◆ **BRONTEKST**

= = = = =

Ik hoop hiermee Uw Kamer ten behoeve van de tweede termijn te voorzien van een volledig overzicht van de inhoud en uitwerking van het wetsvoorstel en de zorgen die daarover leven weg te nemen.

1. Wijzigingen naar aanleiding van de inbreng in eerste termijn

In de eerste termijn van de behandeling van het wetsvoorstel in Uw Kamer heb ik aanleiding gezien om de volgende wijzigingen in de concept algemene maatregel van bestuur aan te brengen (hierna: het conceptuitvoeringsbesluit).

a. 50%-regel ook bij enkelvoudige en meervoudige kamer

Eerder is aangegeven dat de bijdrage in gevallen waarin alleen een geldboete wordt opgelegd door de kantonrechter zal worden gematigd tot 50% van de geldboete, met een maximum van € 375,–.

Iemand die door de kantonrechter een boete krijgt opgelegd van bijvoorbeeld € 200,– betaalt dus een bijdrage van € 100,–. Iemand die een geldboete van € 750,– of meer krijgt opgelegd, betaalt het maximumbedrag van € 375,–.

= = = = =

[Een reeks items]
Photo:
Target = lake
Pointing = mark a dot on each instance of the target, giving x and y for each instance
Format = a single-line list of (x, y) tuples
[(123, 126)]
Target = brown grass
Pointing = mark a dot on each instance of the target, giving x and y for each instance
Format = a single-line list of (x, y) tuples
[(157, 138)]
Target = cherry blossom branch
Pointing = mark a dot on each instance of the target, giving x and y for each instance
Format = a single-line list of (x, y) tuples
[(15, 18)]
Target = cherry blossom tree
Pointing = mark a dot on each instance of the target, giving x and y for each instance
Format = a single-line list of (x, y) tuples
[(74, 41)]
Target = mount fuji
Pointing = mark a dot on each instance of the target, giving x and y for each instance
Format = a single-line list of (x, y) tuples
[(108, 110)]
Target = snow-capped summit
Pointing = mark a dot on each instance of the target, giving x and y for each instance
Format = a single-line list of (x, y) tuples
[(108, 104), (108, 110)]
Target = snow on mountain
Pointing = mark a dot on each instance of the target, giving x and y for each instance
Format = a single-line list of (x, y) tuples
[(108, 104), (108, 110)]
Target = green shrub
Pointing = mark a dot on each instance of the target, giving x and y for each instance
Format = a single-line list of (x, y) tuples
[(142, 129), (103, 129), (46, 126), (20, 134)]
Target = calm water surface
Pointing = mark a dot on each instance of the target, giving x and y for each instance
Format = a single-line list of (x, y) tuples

= = = = =

◆ **OPDRACHTEN**
A: Vertaal deze zin uit de brontekst over het wetsvoorstel in het Engels: "Iemand die door de kantonrechter een boete krijgt opgelegd van bijvoorbeeld € 200,– betaalt dus een bijdrage van € 100,–."
B: Zet de brontekst over het wetsvoorstel voort na de laatste zin.

◆ **ANTWOORDEN**
A: Someone who is fined, for example, €200 by the subdistrict court judge therefore pays a contribution of €100.

B:
In de eerste termijn hebben verschillende woordvoerders gevraagd waarom deze 50%-regel niet ook van toepassing is wanneer er alleen een geldboete wordt opgelegd door de enkelvoudige of meervoudige kamer. In de eerste termijn heb ik aangegeven daarin aanleiding te zien deze regel ook voor die gevallen van toepassing te verklaren. Dit betekent dat de verwachte netto-opbrengst moet worden bijgesteld naar € 44 mln.

b. Geen bijdrage voor volledig ontoerekeningsvatbaren

Op grond van de voorgestelde regeling wordt ook aan personen die zijn ontslagen van alle rechtsvervolging en aan wie een maatregel is opgelegd (tbs bij volledig ontoerekeningsvatbaren) een bijdrage opgelegd. Verschillende woordvoerders hebben aandacht gevraagd voor deze categorie bijdrageplichtigen. Naar aanleiding van het gevoerde debat en in lijn met hun inbreng zal het conceptuitvoeringsbesluit zodanig worden aangepast dat deze categorie personen geen bijdrage verschuldigd is. Het gaat om een zeer beperkt aantal personen, waardoor deze wijziging naar verwachting geen gevolgen heeft voor de geraamde opbrengst.

2. Wijzigingen sinds de indiening bij de Tweede Kamer

Dit betekent dat sinds de indiening van het wetsvoorstel bij de Tweede Kamer de volgende wijzigingen in de regeling (wetsvoorstel of conceptuitvoeringsbesluit) zijn aangebracht.

Wijziging na indiening Tweede Kamer

Vindplaats en toelichting

Het CAK kan inkomens- en vermogensgegevens opvragen bij de belastingdienst, het UWV en de SVB.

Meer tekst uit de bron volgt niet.